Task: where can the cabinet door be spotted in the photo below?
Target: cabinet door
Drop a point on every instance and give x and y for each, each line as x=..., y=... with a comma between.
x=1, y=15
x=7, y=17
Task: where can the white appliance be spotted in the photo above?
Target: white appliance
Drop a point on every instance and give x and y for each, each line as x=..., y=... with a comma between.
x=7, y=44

§ §

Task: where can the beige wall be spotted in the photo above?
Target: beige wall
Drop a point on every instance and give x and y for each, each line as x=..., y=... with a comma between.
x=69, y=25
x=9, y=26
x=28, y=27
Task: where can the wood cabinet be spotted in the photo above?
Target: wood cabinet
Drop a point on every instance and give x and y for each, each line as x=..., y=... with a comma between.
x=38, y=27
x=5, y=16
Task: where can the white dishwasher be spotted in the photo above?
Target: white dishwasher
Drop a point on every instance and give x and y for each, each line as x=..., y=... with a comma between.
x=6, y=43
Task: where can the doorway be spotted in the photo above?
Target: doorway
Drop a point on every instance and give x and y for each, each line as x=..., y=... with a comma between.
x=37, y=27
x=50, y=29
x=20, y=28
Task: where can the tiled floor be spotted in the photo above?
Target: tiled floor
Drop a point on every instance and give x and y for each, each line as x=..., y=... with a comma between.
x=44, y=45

§ §

What is required :: Copy here each line of the preceding records with "tiled" in it.

Written response ::
Task: where can the tiled floor be spotted in the photo above?
Target: tiled floor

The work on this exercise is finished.